--- START Provided passage ---

While good looks can help you stand out in a crowd, sometimes beauty is only skin deep. In the case of the Peugeot 308 hatchback, a striking appearance could help it get your attention – but for lasting success it must be as good or better than rival family cars.

That won't be easy because there are plenty of other models to consider. So buyers will also be looking at the sharp-handling Ford Focus and Seat Leon, the remarkably efficient Toyota Corolla and the big-selling VW Golf (to name a few).

It's a good thing then that the Peugeot 308 has another ace up its sleeve: plug-in hybrid power. That’s something the Golf offers but not the other models and makes the 308 particular worthy of consideration if you're looking for your next company car.

So is that enough to propel the Peugeot 308 into the ranks of the best family cars available or is it a case of style and a bit of hybrid tech over substance? Read on to find out how we rate it against rivals (which also include the closely related Vauxhall Astra).

Or if you're interested in the all-electric version, perhaps an even more tax-efficient company car, see our Peugeot e-308 review.

--- END Provided passage ---

▶ Written task 1
Name every rival car model, other than Peugeot's own, that the Peugeot 308 passage mentions.

--- START Excerpted records ---

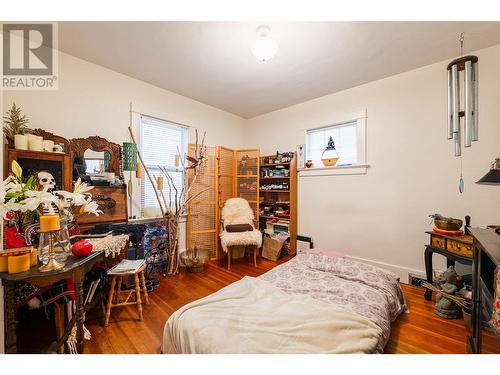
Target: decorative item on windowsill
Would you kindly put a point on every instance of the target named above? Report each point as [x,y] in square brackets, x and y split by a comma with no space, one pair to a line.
[23,203]
[492,178]
[15,126]
[174,203]
[130,164]
[330,155]
[463,83]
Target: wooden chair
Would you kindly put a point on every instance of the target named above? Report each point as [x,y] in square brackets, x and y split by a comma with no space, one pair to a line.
[115,291]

--- END Excerpted records ---

▶ Written task 2
Duplicate all the entries that follow the car passage above, every line without any change, but leave the pictures out.

▶ Right answer 1
Ford Focus
Seat Leon
Toyota Corolla
VW Golf
Vauxhall Astra

▶ Right answer 2
Target: decorative item on windowsill
Would you kindly put a point on every instance of the target named above? Report each point as [x,y] in square brackets, x and y split by a comma with no space, one pair to a line.
[23,203]
[492,178]
[15,126]
[174,203]
[130,164]
[330,155]
[463,83]
Target: wooden chair
Would you kindly put a point on every instance of the target named above? Report each point as [x,y] in square brackets, x and y split by a comma with no space, one pair to a line.
[115,291]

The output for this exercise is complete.